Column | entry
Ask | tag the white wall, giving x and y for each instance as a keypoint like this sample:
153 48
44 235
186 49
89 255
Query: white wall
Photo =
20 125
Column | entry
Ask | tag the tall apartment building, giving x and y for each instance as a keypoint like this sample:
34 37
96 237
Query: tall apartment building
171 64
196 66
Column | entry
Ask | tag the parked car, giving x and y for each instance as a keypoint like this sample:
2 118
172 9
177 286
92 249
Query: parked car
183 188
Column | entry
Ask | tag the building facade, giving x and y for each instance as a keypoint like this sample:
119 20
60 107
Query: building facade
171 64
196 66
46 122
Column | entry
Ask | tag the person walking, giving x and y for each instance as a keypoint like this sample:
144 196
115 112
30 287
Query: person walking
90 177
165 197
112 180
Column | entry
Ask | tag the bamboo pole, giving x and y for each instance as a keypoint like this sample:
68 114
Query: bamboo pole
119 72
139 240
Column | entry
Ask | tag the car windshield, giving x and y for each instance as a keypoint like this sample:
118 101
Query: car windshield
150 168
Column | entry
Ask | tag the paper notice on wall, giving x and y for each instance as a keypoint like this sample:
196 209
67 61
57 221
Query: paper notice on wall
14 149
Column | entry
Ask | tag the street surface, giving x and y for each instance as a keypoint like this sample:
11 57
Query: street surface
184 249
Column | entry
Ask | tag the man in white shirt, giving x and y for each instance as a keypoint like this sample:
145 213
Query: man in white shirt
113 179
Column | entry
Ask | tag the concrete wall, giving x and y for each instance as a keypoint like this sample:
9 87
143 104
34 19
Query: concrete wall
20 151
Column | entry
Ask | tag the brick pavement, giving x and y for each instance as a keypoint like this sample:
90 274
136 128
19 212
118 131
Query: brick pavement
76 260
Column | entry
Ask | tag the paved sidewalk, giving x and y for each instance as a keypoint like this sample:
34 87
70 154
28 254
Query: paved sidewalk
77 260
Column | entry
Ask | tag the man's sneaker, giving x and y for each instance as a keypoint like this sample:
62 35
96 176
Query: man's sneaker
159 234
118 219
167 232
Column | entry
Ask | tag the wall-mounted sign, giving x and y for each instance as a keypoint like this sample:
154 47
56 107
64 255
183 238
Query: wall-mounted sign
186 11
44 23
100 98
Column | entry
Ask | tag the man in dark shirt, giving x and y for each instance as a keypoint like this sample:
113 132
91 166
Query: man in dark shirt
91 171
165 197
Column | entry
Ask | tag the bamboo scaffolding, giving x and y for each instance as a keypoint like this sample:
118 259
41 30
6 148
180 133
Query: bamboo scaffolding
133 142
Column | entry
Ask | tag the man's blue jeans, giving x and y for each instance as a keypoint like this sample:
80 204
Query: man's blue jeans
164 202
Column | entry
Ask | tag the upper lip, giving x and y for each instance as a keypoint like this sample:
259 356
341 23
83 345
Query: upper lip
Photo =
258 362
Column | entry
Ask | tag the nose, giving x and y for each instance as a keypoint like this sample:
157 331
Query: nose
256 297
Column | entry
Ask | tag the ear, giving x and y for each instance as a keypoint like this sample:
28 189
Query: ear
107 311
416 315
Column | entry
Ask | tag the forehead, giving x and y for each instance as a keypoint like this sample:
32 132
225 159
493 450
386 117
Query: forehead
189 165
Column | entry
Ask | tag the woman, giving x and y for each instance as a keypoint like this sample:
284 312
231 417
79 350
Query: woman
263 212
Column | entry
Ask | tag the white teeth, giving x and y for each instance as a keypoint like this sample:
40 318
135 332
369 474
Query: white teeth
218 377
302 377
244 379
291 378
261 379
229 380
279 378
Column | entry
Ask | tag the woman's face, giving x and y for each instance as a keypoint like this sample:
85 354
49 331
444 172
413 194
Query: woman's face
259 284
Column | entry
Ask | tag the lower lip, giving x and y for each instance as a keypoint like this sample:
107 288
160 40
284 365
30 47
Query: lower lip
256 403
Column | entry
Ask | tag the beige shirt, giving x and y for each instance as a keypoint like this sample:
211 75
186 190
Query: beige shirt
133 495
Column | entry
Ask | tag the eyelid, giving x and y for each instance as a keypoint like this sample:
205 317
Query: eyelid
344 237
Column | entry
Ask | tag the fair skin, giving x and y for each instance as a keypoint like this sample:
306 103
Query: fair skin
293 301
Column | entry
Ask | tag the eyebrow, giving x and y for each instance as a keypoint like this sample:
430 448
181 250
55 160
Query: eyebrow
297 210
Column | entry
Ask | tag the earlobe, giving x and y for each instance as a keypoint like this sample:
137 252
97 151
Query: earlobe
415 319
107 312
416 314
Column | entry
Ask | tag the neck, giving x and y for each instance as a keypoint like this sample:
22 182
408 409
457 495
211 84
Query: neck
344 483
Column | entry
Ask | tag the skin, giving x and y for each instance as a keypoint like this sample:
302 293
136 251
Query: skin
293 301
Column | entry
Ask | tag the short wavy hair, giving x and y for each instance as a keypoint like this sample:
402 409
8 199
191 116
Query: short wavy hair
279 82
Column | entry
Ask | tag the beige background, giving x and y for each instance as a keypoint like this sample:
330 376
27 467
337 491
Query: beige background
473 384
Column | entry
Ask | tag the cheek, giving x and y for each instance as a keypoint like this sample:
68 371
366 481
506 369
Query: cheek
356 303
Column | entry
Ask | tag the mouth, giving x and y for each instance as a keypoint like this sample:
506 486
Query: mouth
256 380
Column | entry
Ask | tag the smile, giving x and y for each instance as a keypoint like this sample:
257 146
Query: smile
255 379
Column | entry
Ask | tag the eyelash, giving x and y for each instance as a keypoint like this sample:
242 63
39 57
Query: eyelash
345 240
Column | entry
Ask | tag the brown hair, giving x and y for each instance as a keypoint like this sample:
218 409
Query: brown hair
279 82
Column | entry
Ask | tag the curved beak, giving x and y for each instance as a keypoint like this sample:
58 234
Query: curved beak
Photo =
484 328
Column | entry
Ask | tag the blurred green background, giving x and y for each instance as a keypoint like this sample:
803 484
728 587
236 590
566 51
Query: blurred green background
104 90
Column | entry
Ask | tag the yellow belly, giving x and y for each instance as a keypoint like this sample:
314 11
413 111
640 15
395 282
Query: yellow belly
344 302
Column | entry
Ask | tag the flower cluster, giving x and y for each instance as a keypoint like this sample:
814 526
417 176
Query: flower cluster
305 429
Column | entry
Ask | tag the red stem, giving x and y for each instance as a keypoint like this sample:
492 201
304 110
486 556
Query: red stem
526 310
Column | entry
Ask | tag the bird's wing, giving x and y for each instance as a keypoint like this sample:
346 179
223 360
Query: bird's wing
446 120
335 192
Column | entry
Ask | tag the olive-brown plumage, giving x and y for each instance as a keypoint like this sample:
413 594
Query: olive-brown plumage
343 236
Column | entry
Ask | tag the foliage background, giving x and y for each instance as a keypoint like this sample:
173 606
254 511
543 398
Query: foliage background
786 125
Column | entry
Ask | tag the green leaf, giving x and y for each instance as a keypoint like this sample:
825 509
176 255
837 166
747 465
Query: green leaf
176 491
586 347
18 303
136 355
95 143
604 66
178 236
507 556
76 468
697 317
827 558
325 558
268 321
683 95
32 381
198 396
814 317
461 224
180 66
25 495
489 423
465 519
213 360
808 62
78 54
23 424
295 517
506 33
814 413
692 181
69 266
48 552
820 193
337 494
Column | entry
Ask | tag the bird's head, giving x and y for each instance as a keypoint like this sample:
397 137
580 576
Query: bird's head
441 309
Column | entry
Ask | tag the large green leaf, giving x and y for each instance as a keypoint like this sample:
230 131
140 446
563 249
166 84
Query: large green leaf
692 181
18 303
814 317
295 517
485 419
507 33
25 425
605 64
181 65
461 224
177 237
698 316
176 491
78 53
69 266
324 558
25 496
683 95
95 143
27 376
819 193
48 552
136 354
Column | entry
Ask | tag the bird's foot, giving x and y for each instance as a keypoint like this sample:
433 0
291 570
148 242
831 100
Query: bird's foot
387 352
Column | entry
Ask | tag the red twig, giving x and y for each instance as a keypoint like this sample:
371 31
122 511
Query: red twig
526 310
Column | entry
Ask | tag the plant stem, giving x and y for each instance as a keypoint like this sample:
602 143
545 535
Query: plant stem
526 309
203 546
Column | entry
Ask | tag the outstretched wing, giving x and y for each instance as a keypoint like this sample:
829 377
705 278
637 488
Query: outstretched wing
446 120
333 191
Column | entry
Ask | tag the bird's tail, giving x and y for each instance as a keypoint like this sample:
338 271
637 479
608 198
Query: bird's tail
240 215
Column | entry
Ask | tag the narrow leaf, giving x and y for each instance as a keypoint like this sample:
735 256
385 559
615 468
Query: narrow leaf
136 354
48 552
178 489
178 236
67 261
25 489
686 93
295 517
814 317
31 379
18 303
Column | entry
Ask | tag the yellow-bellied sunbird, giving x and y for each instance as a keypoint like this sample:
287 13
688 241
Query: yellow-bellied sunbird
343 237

* **Your task**: Pull out every line of the listing above that contains the word "tall", treating uppercase and lowercase letters as different.

* **Final result**:
Ask | tag the tall apartment building, giving x and y for each instance as a keypoint like this sample:
Query: tall apartment building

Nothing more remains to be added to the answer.